### SELECTED EXTRACT
- Archdiocese: Madurai
- Diocese: Tuticorin
- Appointed: 17 January 2019
- Successor: Incumbent

Orders
- Ordination: 7 May 1979
- Consecration: 24 February 2019 by Yvon Ambroise

Personal details
- Born: 22 June 1952 (age 74) Kanyakumari Tamil Nadu India
- Denomination: Roman Catholic
- Alma mater: Pontifical Urban University

= Stephen Antony Pillai =

Roman Catholic bishop

Stephen Antony Pillai (born 22 June 1952) mononymously known as Stephen is the Indian bishop of the Roman Catholic Diocese of Tuticorin.

==Early life and priestly formation==
Born in Keezha Manakudy of the Diocese of Kottar in the civil district of Kanyakumari district, Tamil Nadu, India, Pillai sought to become a priest, entering the St Thomas Minor Seminary, Santhome, Chennai in 1969. He gained his bachelor's degree in philosophy in Arul Anandar College, Karumathur, Madurai, being an alumnus of Christ Hall seminary, Karumathur, Madurai. He continued his theological formation in St Paul's Seminary, Trichy and obtained a bachelor's degree in theology. After his formation, he was ordained a priest for the diocese of Vellore on 7 May 1979.

### DATA SHOWN
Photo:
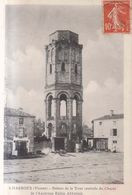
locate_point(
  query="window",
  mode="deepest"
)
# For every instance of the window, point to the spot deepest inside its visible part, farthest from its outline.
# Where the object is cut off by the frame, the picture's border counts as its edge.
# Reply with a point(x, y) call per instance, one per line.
point(50, 68)
point(76, 68)
point(114, 132)
point(100, 123)
point(21, 121)
point(114, 122)
point(63, 66)
point(114, 142)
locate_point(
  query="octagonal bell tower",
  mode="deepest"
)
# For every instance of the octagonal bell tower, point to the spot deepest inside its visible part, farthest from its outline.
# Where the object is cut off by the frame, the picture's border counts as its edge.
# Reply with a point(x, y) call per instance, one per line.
point(63, 90)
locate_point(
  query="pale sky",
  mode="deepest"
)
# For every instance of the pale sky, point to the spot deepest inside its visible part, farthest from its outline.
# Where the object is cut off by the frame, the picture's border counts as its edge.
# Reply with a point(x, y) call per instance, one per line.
point(27, 31)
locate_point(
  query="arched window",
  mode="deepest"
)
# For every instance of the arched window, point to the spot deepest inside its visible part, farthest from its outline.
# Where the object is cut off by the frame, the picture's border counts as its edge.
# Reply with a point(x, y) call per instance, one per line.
point(76, 69)
point(63, 105)
point(50, 68)
point(74, 107)
point(63, 66)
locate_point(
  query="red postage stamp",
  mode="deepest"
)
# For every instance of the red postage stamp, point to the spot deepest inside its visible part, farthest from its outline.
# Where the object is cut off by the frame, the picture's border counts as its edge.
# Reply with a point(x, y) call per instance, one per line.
point(116, 16)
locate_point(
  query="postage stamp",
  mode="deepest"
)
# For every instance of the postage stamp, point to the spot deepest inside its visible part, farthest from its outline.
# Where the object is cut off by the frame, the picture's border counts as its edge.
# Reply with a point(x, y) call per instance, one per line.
point(116, 16)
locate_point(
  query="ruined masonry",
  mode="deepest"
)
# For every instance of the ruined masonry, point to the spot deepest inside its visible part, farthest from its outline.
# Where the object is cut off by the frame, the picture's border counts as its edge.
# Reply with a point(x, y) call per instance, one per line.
point(63, 90)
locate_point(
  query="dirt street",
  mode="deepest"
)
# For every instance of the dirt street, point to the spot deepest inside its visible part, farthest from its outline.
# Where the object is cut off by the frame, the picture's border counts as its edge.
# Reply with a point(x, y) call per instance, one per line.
point(88, 167)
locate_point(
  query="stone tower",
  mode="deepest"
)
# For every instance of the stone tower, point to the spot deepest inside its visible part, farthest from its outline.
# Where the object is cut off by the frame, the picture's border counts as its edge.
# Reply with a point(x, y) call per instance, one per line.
point(63, 90)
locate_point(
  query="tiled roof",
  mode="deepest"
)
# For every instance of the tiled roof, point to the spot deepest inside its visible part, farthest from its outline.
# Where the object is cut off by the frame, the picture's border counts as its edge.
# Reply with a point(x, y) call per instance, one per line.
point(107, 117)
point(16, 112)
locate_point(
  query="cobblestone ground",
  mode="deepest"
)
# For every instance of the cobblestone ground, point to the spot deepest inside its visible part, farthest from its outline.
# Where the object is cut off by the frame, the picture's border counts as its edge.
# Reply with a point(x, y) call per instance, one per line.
point(88, 167)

### WHAT TO DO
1. Name every seminary mentioned in the Stephen Antony Pillai profile, with its location as given.
2. Echo the Stephen Antony Pillai profile word for word, from "Personal details" up to and including "Diocese of Tuticorin.".

### FINAL RESULTS
1.
- St Thomas Minor Seminary, Santhome, Chennai
- Christ Hall seminary, Karumathur, Madurai
- St Paul's Seminary, Trichy

2.
Personal details
- Born: 22 June 1952 (age 74) Kanyakumari Tamil Nadu India
- Denomination: Roman Catholic
- Alma mater: Pontifical Urban University

= Stephen Antony Pillai =

Roman Catholic bishop

Stephen Antony Pillai (born 22 June 1952) mononymously known as Stephen is the Indian bishop of the Roman Catholic Diocese of Tuticorin.